### WHAT YOU SHOULD DO
Report every line in the rows below that contains the string "bokeh", matching case exactly.
— Begin DATA TO USE —
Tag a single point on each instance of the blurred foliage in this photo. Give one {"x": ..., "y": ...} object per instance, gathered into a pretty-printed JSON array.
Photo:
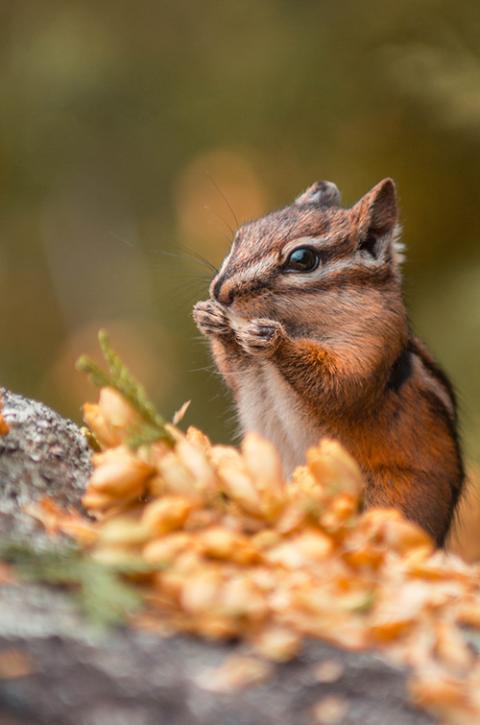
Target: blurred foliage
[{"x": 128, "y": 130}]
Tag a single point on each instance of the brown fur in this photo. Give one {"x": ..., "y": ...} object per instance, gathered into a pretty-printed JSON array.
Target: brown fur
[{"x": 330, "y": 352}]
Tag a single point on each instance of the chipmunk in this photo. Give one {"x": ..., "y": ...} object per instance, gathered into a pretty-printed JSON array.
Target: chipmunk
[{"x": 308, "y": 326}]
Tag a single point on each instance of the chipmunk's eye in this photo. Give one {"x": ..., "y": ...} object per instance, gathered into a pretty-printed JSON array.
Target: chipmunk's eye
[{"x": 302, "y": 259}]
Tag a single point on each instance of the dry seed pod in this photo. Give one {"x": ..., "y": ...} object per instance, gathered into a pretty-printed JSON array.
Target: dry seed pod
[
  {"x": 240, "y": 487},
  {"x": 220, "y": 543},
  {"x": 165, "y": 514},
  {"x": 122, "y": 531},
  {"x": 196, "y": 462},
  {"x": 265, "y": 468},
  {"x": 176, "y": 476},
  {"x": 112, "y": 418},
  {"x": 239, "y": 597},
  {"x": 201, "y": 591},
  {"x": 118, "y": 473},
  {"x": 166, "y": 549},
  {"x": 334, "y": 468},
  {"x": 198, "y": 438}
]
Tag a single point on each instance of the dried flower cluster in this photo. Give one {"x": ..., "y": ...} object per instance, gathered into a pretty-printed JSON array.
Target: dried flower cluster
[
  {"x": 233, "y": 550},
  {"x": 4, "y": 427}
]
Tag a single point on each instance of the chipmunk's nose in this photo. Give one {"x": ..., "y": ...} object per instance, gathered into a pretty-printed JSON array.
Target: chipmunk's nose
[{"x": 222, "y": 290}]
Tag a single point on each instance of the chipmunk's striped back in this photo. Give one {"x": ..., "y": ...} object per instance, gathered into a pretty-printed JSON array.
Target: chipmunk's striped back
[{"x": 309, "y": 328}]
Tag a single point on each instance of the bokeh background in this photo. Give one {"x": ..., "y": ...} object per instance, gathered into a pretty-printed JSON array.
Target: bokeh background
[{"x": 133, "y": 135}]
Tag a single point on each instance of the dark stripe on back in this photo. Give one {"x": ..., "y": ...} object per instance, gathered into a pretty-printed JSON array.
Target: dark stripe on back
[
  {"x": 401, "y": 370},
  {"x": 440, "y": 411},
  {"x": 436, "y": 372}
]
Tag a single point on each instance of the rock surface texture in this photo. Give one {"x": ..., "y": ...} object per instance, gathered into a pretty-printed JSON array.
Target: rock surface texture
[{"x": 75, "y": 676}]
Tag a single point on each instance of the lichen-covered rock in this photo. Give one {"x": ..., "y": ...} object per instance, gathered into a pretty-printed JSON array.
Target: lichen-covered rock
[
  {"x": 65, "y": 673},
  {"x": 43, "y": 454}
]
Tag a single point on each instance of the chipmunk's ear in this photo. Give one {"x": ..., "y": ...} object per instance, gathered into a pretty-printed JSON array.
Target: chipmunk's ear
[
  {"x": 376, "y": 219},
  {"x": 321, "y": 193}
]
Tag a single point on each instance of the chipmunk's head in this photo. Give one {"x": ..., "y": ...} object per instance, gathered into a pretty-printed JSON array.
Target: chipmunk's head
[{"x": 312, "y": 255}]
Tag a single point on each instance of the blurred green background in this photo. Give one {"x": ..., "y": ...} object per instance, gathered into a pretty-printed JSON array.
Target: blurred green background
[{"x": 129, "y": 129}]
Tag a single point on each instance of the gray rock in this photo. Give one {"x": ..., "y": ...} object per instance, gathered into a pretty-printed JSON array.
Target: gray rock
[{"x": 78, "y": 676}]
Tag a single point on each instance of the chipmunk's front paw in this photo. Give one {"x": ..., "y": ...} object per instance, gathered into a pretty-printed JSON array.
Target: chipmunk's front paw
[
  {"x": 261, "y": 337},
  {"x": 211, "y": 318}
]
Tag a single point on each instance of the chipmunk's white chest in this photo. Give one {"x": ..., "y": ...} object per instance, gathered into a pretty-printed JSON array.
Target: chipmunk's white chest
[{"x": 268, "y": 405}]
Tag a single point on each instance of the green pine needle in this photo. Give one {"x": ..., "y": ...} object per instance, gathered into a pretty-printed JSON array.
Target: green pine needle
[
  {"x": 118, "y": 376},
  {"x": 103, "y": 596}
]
— End DATA TO USE —
— Begin DATA TO USE —
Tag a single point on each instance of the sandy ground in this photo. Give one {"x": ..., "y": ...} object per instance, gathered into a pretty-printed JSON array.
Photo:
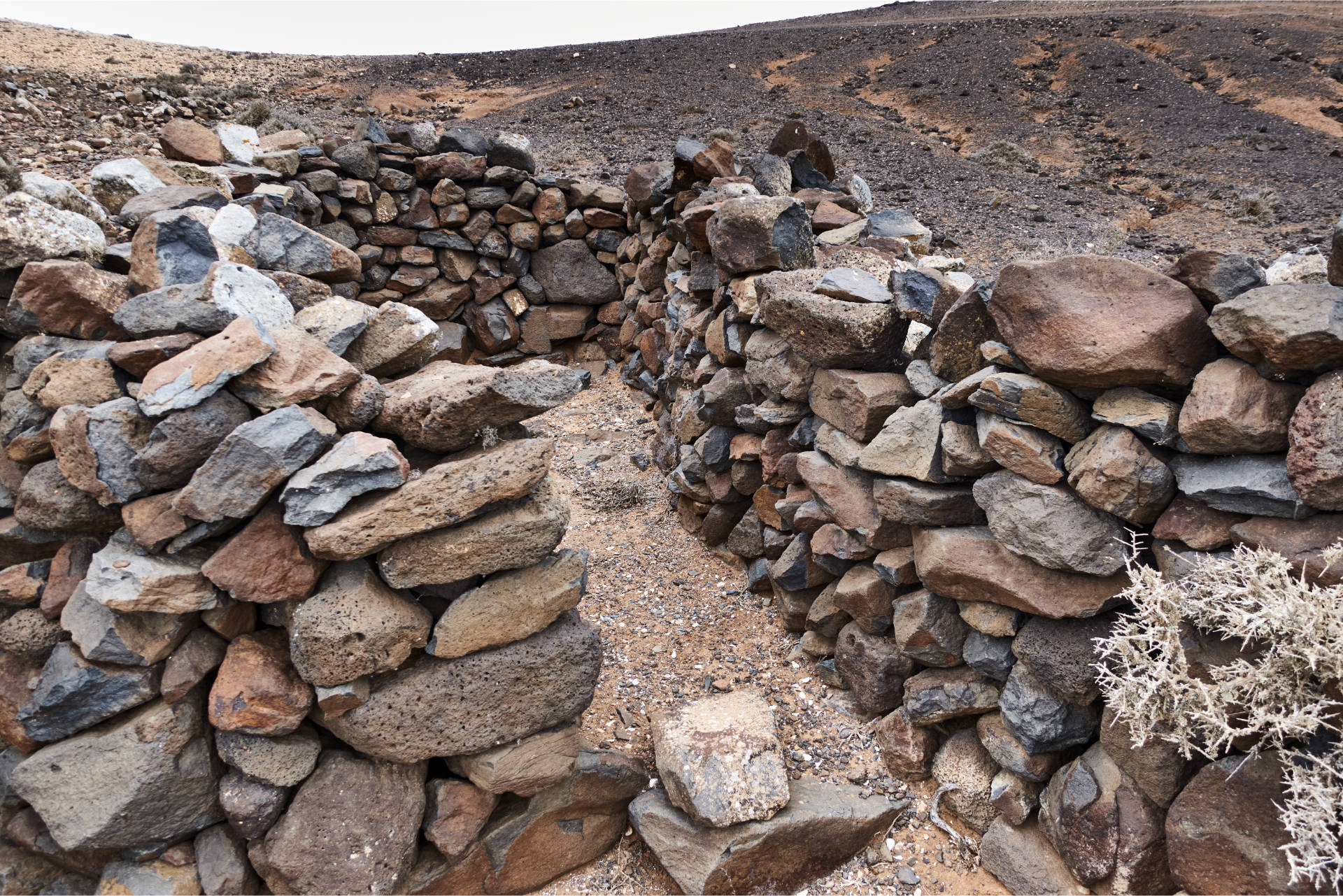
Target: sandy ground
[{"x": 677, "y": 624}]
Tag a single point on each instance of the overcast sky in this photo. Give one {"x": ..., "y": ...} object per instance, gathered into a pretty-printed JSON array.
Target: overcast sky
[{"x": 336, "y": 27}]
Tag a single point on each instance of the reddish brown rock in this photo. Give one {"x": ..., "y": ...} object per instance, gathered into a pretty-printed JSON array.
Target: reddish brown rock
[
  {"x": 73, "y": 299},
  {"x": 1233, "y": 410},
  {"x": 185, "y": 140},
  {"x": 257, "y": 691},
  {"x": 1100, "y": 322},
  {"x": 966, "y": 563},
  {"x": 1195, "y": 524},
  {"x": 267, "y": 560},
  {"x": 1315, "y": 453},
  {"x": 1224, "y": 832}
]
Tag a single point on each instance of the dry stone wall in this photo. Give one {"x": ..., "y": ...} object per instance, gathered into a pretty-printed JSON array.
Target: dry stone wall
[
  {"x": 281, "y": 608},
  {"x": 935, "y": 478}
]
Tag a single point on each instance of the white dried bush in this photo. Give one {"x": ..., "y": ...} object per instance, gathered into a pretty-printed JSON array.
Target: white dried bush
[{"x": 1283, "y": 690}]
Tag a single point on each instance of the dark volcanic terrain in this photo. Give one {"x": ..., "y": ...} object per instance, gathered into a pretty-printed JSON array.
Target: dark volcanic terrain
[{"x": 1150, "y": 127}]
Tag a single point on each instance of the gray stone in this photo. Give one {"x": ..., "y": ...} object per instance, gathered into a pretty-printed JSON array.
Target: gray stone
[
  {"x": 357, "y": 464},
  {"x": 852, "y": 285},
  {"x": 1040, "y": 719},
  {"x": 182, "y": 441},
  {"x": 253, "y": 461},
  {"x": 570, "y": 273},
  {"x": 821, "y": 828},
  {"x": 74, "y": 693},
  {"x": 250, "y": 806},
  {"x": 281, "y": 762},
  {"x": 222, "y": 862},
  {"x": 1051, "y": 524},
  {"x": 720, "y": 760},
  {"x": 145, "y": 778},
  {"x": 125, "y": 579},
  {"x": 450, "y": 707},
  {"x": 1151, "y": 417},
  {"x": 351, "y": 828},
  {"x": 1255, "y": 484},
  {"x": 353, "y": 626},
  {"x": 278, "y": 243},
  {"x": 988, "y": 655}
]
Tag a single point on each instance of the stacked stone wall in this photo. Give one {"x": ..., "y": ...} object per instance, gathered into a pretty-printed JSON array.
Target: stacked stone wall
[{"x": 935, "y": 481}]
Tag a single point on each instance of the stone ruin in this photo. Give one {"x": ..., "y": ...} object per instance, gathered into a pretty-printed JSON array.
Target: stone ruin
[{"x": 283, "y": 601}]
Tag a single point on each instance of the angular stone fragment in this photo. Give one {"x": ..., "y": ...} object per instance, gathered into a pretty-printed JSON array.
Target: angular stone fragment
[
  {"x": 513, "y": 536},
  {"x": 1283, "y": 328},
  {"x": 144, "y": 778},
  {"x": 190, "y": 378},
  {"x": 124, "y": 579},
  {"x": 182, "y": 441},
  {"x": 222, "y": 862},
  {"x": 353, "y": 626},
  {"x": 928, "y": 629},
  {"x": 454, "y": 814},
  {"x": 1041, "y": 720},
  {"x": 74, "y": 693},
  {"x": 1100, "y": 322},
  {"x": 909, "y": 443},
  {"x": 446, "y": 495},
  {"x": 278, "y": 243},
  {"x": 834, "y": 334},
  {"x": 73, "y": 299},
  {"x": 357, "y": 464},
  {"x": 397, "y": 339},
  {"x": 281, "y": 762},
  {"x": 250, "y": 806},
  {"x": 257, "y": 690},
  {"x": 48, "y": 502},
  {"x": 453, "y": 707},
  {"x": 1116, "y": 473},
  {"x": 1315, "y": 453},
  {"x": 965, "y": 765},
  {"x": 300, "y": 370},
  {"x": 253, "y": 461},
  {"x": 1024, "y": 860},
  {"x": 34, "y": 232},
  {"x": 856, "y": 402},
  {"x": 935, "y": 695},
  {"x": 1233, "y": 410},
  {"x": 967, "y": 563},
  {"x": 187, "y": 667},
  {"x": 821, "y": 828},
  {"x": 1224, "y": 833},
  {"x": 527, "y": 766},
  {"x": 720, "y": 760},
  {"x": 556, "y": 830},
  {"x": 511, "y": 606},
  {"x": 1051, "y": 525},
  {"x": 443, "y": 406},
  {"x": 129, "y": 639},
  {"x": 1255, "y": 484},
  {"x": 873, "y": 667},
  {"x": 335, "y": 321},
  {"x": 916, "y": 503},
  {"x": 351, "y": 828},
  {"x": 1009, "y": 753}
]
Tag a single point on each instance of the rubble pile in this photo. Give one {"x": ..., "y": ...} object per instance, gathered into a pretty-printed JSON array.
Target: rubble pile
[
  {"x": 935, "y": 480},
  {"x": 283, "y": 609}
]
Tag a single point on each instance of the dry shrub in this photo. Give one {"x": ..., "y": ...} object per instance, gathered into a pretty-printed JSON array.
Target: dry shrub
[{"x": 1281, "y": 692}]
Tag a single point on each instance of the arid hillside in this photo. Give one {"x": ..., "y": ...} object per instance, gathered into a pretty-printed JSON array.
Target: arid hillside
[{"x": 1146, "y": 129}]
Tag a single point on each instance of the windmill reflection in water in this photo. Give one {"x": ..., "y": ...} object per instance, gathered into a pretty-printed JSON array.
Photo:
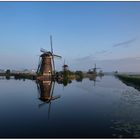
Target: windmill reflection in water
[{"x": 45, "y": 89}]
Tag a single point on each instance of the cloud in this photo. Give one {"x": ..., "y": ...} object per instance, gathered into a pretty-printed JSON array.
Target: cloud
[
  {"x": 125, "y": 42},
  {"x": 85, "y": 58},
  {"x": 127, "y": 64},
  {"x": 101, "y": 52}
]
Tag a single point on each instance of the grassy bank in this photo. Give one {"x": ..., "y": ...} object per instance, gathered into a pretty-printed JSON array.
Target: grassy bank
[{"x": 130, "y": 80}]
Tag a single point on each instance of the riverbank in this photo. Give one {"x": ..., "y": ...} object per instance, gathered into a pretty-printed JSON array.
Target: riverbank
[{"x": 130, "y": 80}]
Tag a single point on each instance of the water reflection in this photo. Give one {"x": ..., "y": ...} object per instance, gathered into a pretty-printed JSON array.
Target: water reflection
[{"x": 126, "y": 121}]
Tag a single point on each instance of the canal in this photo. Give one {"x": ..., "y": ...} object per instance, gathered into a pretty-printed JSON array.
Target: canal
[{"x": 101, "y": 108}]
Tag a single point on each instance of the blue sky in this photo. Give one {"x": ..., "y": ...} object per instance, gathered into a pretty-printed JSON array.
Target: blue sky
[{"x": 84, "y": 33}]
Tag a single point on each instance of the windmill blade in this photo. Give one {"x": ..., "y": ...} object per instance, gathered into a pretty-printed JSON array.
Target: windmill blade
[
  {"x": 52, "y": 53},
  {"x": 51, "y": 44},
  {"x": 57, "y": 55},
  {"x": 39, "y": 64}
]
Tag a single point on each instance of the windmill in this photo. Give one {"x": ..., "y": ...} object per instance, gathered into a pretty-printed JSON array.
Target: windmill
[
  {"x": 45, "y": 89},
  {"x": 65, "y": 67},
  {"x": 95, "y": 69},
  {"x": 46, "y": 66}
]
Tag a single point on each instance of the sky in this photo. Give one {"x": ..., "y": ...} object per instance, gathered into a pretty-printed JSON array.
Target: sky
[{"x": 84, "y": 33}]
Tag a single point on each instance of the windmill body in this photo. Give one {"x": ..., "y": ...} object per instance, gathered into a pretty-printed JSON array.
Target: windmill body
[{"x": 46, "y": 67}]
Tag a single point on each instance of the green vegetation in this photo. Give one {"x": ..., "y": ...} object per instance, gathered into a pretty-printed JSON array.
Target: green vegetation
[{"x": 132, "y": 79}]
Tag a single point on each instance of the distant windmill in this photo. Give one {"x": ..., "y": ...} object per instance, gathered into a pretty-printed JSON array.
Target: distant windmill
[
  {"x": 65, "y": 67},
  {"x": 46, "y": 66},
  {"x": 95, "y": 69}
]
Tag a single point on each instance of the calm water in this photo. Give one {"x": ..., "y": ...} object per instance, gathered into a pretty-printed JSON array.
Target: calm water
— End DATA TO USE —
### CORRECT OUTPUT
Tag a single point on each instance of the bokeh background in this photo. Give one {"x": ..., "y": ...} object per instance, gathered into a pretty-printed JSON array.
Target: bokeh background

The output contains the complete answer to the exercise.